Task goal: Rewrite every line of the rows below as a Markdown table with the columns "No." and "Line," numbering each line in order and omitting blank lines.

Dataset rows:
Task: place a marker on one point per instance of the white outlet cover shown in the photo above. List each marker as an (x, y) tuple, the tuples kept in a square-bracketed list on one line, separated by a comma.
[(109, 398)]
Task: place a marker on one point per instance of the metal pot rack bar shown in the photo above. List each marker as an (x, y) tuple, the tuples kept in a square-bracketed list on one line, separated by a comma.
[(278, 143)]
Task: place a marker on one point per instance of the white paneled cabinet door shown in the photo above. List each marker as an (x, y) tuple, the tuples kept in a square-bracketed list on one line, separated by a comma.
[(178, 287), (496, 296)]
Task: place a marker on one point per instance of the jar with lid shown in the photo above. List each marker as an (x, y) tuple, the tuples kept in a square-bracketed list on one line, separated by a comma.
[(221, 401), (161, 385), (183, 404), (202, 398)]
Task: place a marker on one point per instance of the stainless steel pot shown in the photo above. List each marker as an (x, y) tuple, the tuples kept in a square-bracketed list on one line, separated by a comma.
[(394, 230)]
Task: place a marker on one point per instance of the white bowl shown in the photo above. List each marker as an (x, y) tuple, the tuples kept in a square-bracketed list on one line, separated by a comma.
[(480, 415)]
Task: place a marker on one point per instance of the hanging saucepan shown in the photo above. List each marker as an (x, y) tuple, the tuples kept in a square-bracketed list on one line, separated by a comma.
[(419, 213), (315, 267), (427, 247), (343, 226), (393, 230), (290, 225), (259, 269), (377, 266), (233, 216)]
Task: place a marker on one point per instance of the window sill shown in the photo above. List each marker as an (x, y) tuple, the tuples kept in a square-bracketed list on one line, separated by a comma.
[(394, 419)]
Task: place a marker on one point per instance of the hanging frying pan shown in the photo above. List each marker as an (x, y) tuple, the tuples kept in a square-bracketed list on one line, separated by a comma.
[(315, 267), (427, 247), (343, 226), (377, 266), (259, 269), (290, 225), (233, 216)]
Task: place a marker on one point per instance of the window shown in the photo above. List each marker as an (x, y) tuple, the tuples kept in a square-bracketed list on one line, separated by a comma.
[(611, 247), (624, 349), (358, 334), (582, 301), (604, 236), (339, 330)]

Problem solution:
| No. | Line |
|---|---|
| 1 | Task: place a marker on one point per instance of the white outlet cover shown in the photo above. List each marker as an (x, y) tuple, the tuples kept in a square-bracketed list on one line, separated by a comma. |
| 2 | [(109, 398)] |
| 3 | Task: place a marker on one point per instance of the metal pot rack bar shown in the photo above. List each marker as an (x, y) tuple, the tuples kept in a square-bracketed list on one line, separated by a comma. |
| 4 | [(278, 143)] |
| 5 | Task: place a marker on one point per instance of the white paneled cabinet door shown in the photo above. List each marker as an (x, y) tuple, the tuples kept in a square-bracketed list on one line, separated by a comma. |
| 6 | [(178, 287), (496, 296)] |
| 7 | Task: place a marker on one point per instance of the jar with lid shown in the photo above. List each marker as an (x, y) tuple, the tuples kept in a square-bracketed list on one line, separated by a comma. |
| 8 | [(221, 401), (161, 385), (183, 404), (202, 398)] |
| 9 | Task: place a marker on one point per instance of the stainless steel pot shown in the photo above. List each marker as an (x, y) tuple, the tuples kept in a square-bracketed list on one line, separated by a comma. |
| 10 | [(394, 230)] |
| 11 | Task: place a marker on one point per instance of the white bowl shown in the photo above. List each marker as an (x, y) tuple, the tuples kept in a square-bracketed list on one line, separated by a comma. |
| 12 | [(480, 415)] |
| 13 | Task: place a marker on one point per instance of the hanging saucepan shown in the photo above. List each marker as an (x, y) tuple, the tuples kept in a square-bracketed list on one line, separated by a comma. |
| 14 | [(419, 213), (315, 267), (427, 247), (343, 226), (393, 230), (290, 225), (259, 269), (377, 266), (233, 216)] |
| 15 | Task: place a marker on one point per instance of the window sill shown in the photo above. List each marker as an (x, y) tuple, the tuples kept in a square-bracketed list on one line, separated by a comma. |
| 16 | [(394, 419)] |
| 17 | Task: place a marker on one point per instance of the hanging frying pan shown in the photo above. List each marker as an (x, y) tuple, the tuples kept in a square-bracketed list on one line, separated by a comma. |
| 18 | [(315, 267), (427, 247), (343, 226), (377, 266), (259, 269), (290, 225), (233, 216)] |
| 19 | Task: place a marker on one point per instance of the window shown in the photo above. List each marker as an (x, y) tuple, the tuples kept in a square-bracketed list on one line, separated by a comma. |
| 20 | [(611, 247), (624, 349), (358, 334), (582, 301), (604, 236), (339, 330)] |